### Passage provided

= = = =

Japanese singer and media personality

Kaho Fujishima (藤嶌 果歩, Fujishima Kaho) is a Japanese singer and media personality. She is a member of the Japanese girl group Hinatazaka46.

Fujishima joined Hinatazaka46 in 2022 and has served as lead performer for the singles "Zettaiteki Dairokkan" (2024) and "Kind of Love" (2026). She made her live-action film debut in All of Tokyo! (2024) and her voice acting debut in That Time I Got Reincarnated as a Slime the Movie: Tears of the Azure Sea (2026).

== Early life ==
Fujishima was born in Hokkaido and is the youngest of four siblings. She described her family as "full of Sakamichi Series fans". She has 11 years of experience in Japanese calligraphy and obtained the rank of in middle school, where she served as calligraphy club captain. She also studied the Analects, an ancient Chinese philosophical text, at a specialized school for children.

== Career ==
Fujishima passed the Hinatazaka46 New Member Audition and joined as part of the group's fourth generation. Her profile was unveiled to the public on September 29, 2022. She made her music debut with the track "Blueberry & Raspberry," the fourth generation song included on the group's 8th single, "Tsuki to Hoshi ga Odoru Midnight" (2022).

= = = =

### Extracted records

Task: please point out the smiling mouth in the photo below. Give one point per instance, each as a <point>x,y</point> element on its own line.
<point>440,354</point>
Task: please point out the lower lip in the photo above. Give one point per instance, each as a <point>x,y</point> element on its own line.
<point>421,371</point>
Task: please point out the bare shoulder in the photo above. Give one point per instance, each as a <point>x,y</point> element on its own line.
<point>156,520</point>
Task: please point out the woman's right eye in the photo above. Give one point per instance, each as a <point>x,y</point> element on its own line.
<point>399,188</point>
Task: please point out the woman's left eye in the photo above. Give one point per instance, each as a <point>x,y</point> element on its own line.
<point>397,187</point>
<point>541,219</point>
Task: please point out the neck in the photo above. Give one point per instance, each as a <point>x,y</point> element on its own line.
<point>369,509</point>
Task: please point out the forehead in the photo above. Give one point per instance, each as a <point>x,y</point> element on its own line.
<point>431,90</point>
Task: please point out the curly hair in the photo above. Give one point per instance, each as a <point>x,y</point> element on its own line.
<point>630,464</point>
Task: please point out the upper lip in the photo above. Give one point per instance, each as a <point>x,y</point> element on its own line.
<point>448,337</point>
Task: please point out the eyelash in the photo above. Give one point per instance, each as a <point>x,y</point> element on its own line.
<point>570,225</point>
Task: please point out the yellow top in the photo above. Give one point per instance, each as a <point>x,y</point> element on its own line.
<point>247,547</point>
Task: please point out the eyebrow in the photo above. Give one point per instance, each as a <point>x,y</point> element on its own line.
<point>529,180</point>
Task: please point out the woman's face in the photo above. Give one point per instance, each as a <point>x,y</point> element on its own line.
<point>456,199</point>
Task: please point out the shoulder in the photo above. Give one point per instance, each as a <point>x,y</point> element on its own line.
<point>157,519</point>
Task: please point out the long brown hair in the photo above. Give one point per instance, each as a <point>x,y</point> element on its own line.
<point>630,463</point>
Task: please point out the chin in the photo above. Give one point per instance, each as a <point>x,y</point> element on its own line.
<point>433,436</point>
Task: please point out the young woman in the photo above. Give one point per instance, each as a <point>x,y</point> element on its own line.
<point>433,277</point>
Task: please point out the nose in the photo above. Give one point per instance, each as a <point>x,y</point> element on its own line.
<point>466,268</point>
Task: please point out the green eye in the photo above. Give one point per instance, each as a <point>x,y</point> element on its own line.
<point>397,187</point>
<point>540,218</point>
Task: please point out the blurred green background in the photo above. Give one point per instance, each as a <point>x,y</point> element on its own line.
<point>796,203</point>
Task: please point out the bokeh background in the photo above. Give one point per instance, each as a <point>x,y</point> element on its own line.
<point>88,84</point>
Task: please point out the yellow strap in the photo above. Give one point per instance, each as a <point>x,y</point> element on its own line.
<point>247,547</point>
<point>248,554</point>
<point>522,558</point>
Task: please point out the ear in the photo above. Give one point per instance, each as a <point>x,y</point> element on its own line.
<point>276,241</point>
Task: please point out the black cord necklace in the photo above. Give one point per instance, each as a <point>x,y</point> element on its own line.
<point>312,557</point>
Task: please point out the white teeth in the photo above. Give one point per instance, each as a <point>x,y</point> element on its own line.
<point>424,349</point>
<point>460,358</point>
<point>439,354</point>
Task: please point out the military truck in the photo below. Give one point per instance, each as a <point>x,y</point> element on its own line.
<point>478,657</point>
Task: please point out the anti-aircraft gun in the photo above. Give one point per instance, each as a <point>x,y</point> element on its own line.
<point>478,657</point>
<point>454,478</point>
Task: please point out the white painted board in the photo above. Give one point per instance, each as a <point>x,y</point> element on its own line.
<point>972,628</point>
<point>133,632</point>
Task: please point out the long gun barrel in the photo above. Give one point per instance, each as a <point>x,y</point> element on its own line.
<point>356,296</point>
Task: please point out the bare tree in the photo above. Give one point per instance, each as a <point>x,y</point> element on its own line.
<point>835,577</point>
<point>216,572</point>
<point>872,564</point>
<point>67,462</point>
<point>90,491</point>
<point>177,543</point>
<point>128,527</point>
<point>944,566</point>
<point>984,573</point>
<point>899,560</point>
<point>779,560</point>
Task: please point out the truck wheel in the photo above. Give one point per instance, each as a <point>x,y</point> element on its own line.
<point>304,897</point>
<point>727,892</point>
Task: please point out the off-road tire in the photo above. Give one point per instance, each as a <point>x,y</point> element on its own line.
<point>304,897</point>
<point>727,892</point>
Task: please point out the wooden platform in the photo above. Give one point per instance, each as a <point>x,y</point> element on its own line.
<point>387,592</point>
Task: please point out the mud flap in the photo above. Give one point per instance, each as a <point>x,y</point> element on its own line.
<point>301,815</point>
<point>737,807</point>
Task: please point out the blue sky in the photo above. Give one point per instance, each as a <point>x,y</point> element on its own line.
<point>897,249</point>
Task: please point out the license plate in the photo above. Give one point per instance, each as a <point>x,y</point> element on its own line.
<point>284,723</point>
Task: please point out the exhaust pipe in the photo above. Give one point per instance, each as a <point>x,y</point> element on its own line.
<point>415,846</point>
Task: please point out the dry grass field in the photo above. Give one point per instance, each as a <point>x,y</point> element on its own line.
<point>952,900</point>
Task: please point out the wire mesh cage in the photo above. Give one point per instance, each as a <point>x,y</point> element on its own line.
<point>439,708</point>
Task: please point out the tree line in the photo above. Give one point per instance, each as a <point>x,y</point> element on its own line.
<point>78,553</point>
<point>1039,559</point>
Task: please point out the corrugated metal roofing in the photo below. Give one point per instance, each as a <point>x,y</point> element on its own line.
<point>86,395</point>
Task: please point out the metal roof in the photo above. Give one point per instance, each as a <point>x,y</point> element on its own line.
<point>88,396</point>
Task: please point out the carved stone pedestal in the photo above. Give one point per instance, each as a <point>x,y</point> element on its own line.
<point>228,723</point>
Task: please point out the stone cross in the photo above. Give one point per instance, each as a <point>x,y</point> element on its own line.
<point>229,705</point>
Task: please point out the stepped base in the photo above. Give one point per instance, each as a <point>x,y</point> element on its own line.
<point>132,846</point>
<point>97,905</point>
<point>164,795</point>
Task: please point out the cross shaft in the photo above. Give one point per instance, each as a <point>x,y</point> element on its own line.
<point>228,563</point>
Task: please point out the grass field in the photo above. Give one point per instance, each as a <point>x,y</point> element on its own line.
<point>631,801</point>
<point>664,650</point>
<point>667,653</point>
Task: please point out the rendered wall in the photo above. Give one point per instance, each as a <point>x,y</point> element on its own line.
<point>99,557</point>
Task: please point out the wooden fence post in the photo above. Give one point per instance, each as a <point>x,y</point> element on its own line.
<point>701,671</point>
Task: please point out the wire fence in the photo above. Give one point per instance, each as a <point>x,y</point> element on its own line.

= = = =

### What you need to do
A. According to the passage about Kaho Fujishima, on what date was her profile unveiled to the public?
B. List every song or single title named in the passage about Kaho Fujishima.
C. Continue the passage about Kaho Fujishima from where it stops.

### Answers to the problems
A. September 29, 2022.

B.
- "Zettaiteki Dairokkan"
- "Kind of Love"
- "Blueberry & Raspberry"
- "Tsuki to Hoshi ga Odoru Midnight"

C.
Fujishima became center (lead performer) for the fourth generation song "Mita Koto Nai Mamono," which was featured as a B-side on the group's 10th single, "Am I Ready?" (2023). She went on to serve as a co-center for Hinatazaka46's 12th single "Zettaiteki Dairokkan" (2024) alongside fellow fourth generation member Yōko Shōgenji. This release marked the first time the group featured a dual center for a title song. Fujishima became a solo title song center for the 17th single, "Kind of Love" (2026), which was announced and first performed on April 5, 2026, during the encore of the Hinatansai anniversary concert at the Yokohama Stadium.

Fujishima and Shōgenji, fourth generation members of the same age, have been described as two of the group's emerging "leading figures" and are frequently paired together as the duo "Shogekaho". They co-starred in the 2024 web commercial series Ice de Breakers for Morinaga & Company's Ice Box brand. The same year, Fujishima also became a brand ambassador for Coach & Four (コーチャンフォー), a bookstore chain based in Hokkaido, her home prefecture. (Note: Coach & Four requires its brand ambassadors to be Hokkaido natives who have been regular customers of the chain.) Fujishima and Shōgenji appeared together again in a 7-part commercial series for Sony Assurance (ソニー損保, Sony Sonpo) in 2025, where they portrayed sisters alongside series regular and fellow Hinatazaka46 member Nao Kosaka.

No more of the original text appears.